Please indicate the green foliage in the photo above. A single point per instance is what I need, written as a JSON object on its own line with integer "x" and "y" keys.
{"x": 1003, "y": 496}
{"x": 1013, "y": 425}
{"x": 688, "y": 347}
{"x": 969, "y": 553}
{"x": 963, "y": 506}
□ □ □ □ □ □ □
**ASSIGNMENT**
All of the records above are to be set down again exactly.

**OUTPUT**
Please indicate the green foliage in the photo above. A single point per instance is what I need, written as a JSON object on its own line with integer "x" and "y" keys.
{"x": 1003, "y": 496}
{"x": 1013, "y": 425}
{"x": 688, "y": 347}
{"x": 969, "y": 553}
{"x": 963, "y": 506}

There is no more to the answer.